## Problem statement:
Could you retype all of the data below exactly as given?

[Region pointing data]
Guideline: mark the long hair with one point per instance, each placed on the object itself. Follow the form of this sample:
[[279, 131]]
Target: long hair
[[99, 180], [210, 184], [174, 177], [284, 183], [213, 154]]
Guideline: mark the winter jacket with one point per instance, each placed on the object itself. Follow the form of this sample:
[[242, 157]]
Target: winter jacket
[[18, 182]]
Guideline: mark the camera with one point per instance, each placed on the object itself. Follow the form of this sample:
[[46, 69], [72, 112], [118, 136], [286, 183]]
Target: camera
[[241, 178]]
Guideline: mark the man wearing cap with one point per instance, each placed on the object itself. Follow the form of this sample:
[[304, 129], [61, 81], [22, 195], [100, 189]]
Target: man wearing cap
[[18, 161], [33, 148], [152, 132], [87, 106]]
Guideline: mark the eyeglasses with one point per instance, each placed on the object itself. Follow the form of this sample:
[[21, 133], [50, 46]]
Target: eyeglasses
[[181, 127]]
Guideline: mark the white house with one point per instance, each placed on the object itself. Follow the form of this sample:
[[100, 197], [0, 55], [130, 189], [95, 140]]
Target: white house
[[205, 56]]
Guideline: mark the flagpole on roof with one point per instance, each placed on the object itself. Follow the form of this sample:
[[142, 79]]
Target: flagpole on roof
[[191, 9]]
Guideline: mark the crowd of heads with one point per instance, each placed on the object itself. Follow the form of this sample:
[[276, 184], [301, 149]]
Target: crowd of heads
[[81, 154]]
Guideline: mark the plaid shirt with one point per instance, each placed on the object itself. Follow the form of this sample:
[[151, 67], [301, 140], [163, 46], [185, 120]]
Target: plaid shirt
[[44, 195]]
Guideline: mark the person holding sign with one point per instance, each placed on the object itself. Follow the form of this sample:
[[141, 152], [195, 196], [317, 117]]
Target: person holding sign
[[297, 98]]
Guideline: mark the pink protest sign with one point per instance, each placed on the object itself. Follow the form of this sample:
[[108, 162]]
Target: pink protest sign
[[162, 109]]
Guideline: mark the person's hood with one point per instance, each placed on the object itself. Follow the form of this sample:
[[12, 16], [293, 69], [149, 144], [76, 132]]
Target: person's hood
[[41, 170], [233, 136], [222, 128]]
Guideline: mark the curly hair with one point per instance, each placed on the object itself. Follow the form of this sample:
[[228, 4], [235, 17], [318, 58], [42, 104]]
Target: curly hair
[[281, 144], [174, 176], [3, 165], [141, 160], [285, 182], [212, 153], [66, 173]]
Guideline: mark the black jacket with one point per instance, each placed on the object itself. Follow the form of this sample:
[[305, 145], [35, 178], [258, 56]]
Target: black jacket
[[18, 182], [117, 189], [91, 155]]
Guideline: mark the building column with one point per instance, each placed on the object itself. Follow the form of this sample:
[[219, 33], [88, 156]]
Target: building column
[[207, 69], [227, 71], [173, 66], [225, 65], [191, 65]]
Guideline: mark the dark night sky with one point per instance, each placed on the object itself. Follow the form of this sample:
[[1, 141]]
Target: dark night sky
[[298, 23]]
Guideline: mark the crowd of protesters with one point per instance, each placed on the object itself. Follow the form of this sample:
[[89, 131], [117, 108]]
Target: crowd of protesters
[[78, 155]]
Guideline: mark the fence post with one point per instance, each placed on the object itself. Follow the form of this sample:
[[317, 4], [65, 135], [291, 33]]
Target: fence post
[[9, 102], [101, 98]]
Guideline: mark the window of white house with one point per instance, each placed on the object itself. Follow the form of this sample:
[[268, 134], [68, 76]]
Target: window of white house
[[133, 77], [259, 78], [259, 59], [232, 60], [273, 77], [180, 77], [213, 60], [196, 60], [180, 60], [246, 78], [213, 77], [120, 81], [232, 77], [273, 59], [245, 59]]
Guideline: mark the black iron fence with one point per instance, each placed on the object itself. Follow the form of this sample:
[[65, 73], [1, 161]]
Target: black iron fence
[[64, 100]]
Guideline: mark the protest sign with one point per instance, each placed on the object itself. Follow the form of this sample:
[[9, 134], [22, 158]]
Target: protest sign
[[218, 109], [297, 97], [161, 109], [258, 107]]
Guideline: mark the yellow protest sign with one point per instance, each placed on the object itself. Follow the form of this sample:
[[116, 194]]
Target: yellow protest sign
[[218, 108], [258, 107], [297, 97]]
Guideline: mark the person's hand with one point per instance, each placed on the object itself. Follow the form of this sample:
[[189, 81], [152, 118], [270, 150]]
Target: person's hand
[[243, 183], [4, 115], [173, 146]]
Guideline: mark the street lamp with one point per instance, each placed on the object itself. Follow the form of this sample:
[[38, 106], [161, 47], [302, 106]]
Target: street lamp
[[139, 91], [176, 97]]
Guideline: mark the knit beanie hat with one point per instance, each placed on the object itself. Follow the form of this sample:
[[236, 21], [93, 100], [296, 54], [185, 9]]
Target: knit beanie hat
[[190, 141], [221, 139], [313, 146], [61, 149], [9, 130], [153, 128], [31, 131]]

## Solution:
Guideline: mark the long hair with one point per instance, each placed on the object itself. Follow the form of this sample:
[[279, 131]]
Target: long hair
[[99, 180], [210, 184], [174, 177], [284, 183], [213, 154]]
Guideline: mark the winter jacket with one point per instance, each placed on the object itself. Follow the form of this sample:
[[242, 157]]
Target: winter jacket
[[18, 182]]
Guideline: mark the camera with one point per instance, each placed on the object itself. Follow the form of this sample:
[[46, 69], [72, 112], [118, 136], [286, 183]]
Target: camera
[[241, 178]]
Guideline: mark the man wearing cap with one point per instance, each placed on the object itself. Follow the form of this sample:
[[304, 129], [61, 81], [22, 195], [100, 189]]
Target: man wearing cap
[[18, 161], [33, 148], [152, 132], [87, 106]]
Guideline: mark the eyeglasses with one point per instance, each placed on the object itself. Follow the form of this sample:
[[21, 133], [50, 46]]
Target: eyeglasses
[[181, 127]]
Guideline: mark the white house with one point per instance, each placed on the object itself. Follow the form of this sample:
[[100, 197], [0, 55], [130, 189], [95, 140]]
Target: white house
[[205, 56]]
Guideline: mark the flagpole on roof with one point per instance, each placed on the object itself. Follow the form of this sample:
[[142, 79]]
Target: flagpole on roof
[[191, 9]]
Guideline: mark the crowd of heads with one point per instance, each placed on the object itself. Follow the form of this sample:
[[276, 184], [301, 149]]
Target: crowd of heads
[[81, 154]]
Guideline: mark the plaid shirt with one point per instance, each placed on the object itself. Follow the form of this sample:
[[151, 67], [301, 140], [163, 46], [185, 120]]
Target: plaid shirt
[[44, 195]]
Guideline: mark the person holding sign with one point per instance, each placed on the object itself. Follow the form of this sample:
[[141, 152], [195, 196], [317, 117]]
Target: person holding sign
[[297, 98]]
Guideline: mark the pink protest sign with one point per instance, each placed on the object itself. Follow the form of this sample:
[[108, 162]]
Target: pink protest sign
[[162, 109]]
Guideline: mark the person's hood with one point per instance, each placed on the object itself. Follow the form of this sample:
[[12, 16], [293, 69], [149, 144], [76, 132]]
Target: person's hood
[[41, 170], [233, 136], [222, 128]]
Guideline: mark the curly hair with one point per instance, each placed on the object itself. Follow the form of this sample:
[[228, 4], [235, 17], [318, 58], [42, 104]]
Target: curly hair
[[281, 144], [174, 176], [3, 165], [141, 160], [285, 182], [212, 153], [66, 173]]
Guideline: mark the black jacket with one point per instance, each placed on the object itself. Follow the form of this sample:
[[305, 145], [35, 178], [258, 56]]
Target: black jacket
[[18, 182], [117, 189], [91, 155]]
Guideline: mark the building column with one point per instance, each placed on the object itself. Follow the form of this sample:
[[219, 33], [88, 156]]
Target: building column
[[207, 69], [227, 71], [173, 66], [225, 65], [191, 65]]
Guideline: mark the dark night sky with one point per instance, each placed on the object itself. Follow the form of this sample:
[[1, 141]]
Target: dark night sky
[[298, 23]]
Guideline: mark the crowd of protesters with one point per instance, each placed on the object itself. Follow the form of this sample:
[[89, 131], [117, 108]]
Target: crowd of protesters
[[78, 155]]
Guideline: mark the fence post with one point per instance, each placed on the object itself. Follow the form of this sample:
[[317, 4], [65, 135], [291, 33]]
Target: fence post
[[9, 102], [101, 98]]
Guideline: mark the window of white house with one point per instance, each placed on the object itself. Follow the form of this sample:
[[268, 134], [68, 76]]
Target: window of white house
[[133, 77], [259, 78], [259, 59], [232, 60], [273, 77], [180, 77], [213, 60], [196, 60], [180, 60], [246, 78], [213, 77], [120, 81], [232, 77], [273, 59], [245, 59]]
Guideline: mark the black iron fence with one point per instance, each placed on the object itself. Follow the form of this sample:
[[65, 73], [1, 161]]
Target: black iron fence
[[64, 100]]
Guideline: mark the protest sign with one point per instance, each placed on the object itself. Follow the form of this sample:
[[9, 134], [22, 158]]
Target: protest sign
[[218, 109], [297, 97], [161, 109], [258, 107]]
Guideline: mark the yellow protest sign with one point per instance, each placed on the object itself. Follow the form of this sample:
[[116, 194]]
Target: yellow protest sign
[[218, 108], [258, 107], [297, 97]]
Guideline: mark the person's hand with one point per instance, each placed on the object itself. Follow the form of this sample:
[[189, 81], [152, 118], [270, 150]]
Target: person's hand
[[243, 183], [4, 115], [173, 146]]
Guideline: mark the street lamp with one point per instance, each placed on the object itself. Follow the form of this sample:
[[38, 106], [161, 47], [302, 106]]
Target: street lamp
[[139, 91], [176, 97]]
Guideline: mark the knit beanie hat with one point per instance, each placed on the object itself. Follow the form of this sample:
[[236, 21], [93, 100], [296, 54], [185, 9]]
Target: knit beanie hat
[[190, 141], [221, 139], [313, 146], [61, 149], [9, 130], [153, 128], [31, 131]]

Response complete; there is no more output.